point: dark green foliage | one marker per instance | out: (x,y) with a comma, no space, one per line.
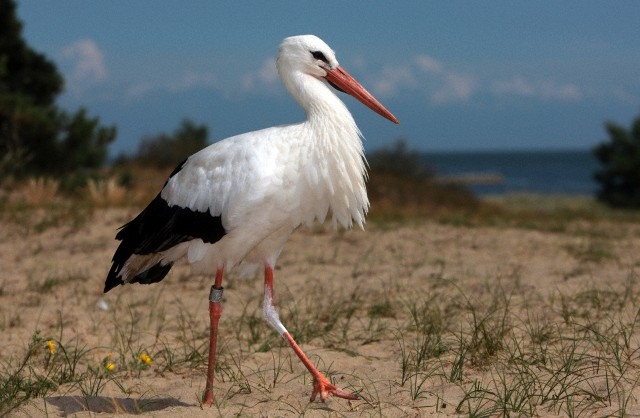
(619,176)
(165,151)
(37,138)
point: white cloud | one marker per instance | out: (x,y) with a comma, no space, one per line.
(456,87)
(265,76)
(429,64)
(87,65)
(176,84)
(392,80)
(542,89)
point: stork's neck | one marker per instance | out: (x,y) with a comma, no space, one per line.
(327,115)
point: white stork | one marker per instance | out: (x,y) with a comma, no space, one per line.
(238,200)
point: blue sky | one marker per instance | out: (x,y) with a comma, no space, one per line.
(459,75)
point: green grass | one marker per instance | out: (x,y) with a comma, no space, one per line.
(460,341)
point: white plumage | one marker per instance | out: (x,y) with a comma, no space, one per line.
(239,199)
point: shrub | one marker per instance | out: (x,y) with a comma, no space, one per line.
(619,176)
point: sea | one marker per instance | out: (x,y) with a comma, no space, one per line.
(508,172)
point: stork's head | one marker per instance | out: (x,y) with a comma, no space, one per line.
(308,54)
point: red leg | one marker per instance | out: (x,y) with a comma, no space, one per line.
(321,385)
(215,310)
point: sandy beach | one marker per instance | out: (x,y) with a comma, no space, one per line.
(418,317)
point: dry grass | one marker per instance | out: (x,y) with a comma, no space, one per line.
(517,307)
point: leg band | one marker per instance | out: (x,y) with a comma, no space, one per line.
(215,295)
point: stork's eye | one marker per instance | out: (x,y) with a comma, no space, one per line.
(319,56)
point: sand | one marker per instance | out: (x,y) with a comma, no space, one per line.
(359,286)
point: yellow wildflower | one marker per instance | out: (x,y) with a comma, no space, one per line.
(145,358)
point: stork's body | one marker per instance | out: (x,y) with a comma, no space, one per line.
(238,200)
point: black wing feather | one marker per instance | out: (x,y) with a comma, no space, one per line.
(158,228)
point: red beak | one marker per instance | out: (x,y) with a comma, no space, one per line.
(342,80)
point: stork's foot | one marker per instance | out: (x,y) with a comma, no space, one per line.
(324,388)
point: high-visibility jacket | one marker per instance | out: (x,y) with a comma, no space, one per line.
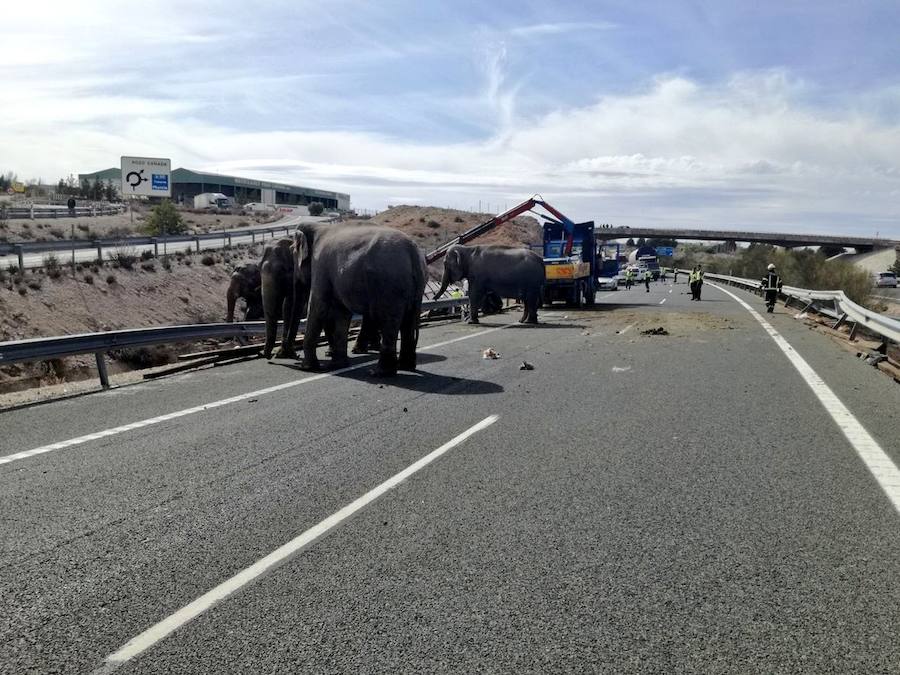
(772,282)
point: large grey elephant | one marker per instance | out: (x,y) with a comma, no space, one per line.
(491,268)
(377,272)
(246,283)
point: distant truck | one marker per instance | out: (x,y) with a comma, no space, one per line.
(212,200)
(645,257)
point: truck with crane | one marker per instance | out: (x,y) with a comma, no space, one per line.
(569,252)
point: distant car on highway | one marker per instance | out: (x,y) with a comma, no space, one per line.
(886,280)
(258,206)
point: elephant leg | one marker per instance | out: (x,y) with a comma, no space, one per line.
(408,338)
(271,305)
(387,360)
(340,326)
(329,335)
(367,336)
(315,319)
(288,335)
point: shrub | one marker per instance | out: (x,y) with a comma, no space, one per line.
(52,266)
(164,217)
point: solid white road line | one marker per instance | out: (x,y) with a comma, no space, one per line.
(876,460)
(6,459)
(172,623)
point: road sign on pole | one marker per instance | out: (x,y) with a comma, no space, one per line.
(147,176)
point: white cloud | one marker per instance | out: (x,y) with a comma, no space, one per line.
(558,28)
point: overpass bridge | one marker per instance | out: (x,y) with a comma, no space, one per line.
(776,238)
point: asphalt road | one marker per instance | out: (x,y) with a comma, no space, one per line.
(666,503)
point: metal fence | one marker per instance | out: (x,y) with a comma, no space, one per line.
(32,213)
(843,309)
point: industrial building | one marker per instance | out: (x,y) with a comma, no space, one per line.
(187,184)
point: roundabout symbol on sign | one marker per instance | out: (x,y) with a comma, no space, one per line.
(135,178)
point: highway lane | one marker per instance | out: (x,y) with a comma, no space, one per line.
(667,502)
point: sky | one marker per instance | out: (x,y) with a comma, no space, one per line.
(773,116)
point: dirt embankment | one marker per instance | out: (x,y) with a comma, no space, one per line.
(121,225)
(54,302)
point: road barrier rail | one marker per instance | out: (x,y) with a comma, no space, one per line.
(41,349)
(843,308)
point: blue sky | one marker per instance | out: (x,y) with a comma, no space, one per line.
(774,115)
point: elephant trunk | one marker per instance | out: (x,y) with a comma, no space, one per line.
(445,281)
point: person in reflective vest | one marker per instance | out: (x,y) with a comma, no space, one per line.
(696,279)
(771,287)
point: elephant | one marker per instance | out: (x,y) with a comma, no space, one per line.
(282,297)
(378,272)
(284,294)
(246,283)
(507,271)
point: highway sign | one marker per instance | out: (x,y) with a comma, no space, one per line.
(147,176)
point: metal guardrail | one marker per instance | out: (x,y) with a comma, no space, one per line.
(845,309)
(38,349)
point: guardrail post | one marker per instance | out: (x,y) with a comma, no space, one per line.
(101,369)
(840,322)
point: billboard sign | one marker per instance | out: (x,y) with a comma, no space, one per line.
(146,176)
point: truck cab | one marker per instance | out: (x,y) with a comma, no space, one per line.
(570,278)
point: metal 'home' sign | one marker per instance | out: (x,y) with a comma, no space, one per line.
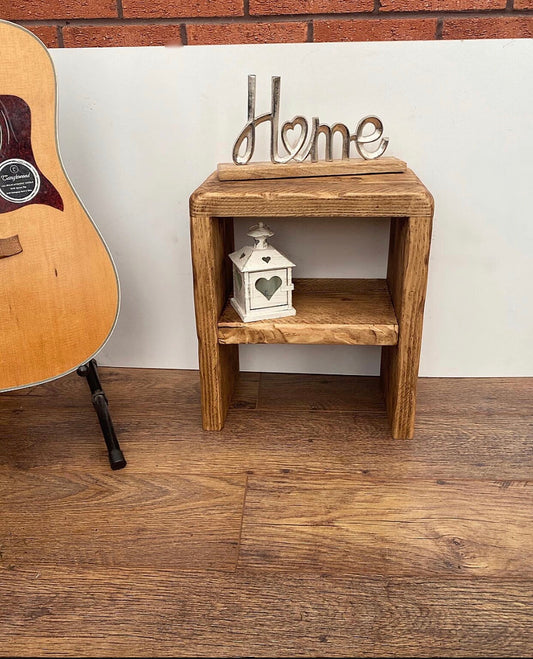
(305,136)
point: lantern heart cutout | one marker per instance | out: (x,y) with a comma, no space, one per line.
(268,286)
(293,141)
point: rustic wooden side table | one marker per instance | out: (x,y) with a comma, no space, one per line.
(385,312)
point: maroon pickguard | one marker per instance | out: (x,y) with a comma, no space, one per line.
(21,181)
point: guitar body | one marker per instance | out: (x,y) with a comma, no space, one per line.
(59,291)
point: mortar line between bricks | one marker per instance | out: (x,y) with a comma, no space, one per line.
(496,13)
(183,34)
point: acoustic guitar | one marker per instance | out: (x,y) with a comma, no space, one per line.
(59,290)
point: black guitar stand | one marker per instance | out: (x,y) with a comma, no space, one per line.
(89,371)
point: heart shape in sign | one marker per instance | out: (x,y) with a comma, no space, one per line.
(268,286)
(290,142)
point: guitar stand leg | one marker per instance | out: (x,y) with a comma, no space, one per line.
(100,403)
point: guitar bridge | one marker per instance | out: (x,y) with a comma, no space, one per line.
(10,246)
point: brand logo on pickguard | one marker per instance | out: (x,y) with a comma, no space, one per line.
(19,180)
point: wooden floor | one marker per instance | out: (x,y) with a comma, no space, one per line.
(300,530)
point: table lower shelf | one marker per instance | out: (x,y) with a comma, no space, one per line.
(328,311)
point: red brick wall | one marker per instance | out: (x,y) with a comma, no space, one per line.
(87,23)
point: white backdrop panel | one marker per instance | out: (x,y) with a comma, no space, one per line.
(140,129)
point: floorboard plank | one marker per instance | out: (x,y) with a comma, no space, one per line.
(268,442)
(363,526)
(138,613)
(119,519)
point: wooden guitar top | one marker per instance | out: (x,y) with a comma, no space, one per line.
(59,291)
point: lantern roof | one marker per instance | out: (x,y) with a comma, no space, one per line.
(261,256)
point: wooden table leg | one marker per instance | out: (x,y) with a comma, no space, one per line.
(407,278)
(211,242)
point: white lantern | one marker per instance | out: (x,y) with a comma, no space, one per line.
(262,279)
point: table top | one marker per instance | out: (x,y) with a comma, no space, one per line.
(395,194)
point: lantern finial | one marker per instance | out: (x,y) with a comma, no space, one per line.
(260,233)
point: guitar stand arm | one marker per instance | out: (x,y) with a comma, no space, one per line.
(100,403)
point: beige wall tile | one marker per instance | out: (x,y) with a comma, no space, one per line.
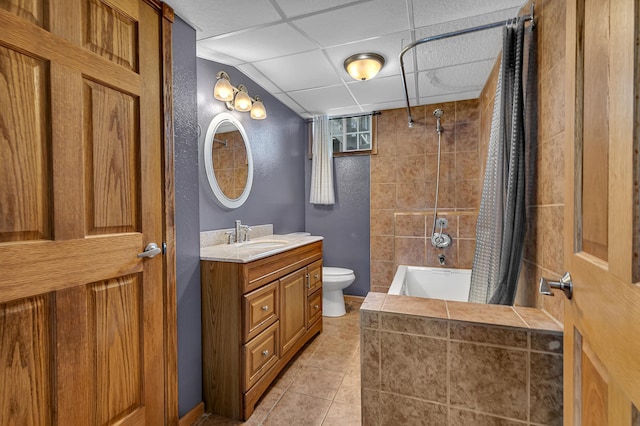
(370,350)
(382,273)
(413,366)
(480,383)
(383,196)
(467,135)
(478,333)
(410,251)
(410,225)
(381,222)
(546,389)
(382,248)
(414,325)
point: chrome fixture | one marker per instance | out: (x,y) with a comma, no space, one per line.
(438,113)
(237,98)
(529,18)
(363,66)
(565,284)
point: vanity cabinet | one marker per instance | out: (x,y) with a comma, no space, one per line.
(255,317)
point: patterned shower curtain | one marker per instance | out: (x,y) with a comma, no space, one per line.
(501,219)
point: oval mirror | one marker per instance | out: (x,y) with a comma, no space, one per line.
(228,161)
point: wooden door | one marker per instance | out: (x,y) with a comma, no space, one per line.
(602,321)
(292,309)
(81,338)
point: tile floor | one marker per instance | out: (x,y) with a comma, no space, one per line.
(320,386)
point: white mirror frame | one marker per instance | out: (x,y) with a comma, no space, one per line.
(221,198)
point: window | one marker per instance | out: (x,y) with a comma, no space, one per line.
(352,135)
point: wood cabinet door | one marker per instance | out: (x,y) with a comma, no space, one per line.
(292,309)
(602,320)
(81,316)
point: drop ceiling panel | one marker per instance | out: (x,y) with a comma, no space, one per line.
(436,11)
(285,99)
(456,79)
(293,8)
(354,23)
(301,71)
(255,75)
(261,43)
(215,17)
(472,47)
(318,100)
(380,90)
(388,46)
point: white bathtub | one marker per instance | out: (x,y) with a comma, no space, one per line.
(434,283)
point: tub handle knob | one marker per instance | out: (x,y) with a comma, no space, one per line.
(565,284)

__Task brief__
From the line containing "point: window |" to the final line of the data above, transcribe every line exactly and nothing more.

__Output of the exercise__
point: window | one marker per instance | out: (x,y) with a comma, no space, one per line.
(352,135)
point: wood cabinet door | one marker per instance | out: (x,y) with a comma, no space, one per line.
(292,309)
(602,320)
(81,316)
point: drop ceiling panel | one marker per instance | out: (x,y) with a comma, no space, one per line.
(436,11)
(285,99)
(456,79)
(293,8)
(354,23)
(301,71)
(255,75)
(261,43)
(215,17)
(472,47)
(318,100)
(380,90)
(388,46)
point: white bathtub | one marker per instance | out: (x,y) with a comma, no space, one per line.
(434,283)
point: tub handle knob | one marker per instance | out: (x,y) with a comma, no space, one per line.
(565,284)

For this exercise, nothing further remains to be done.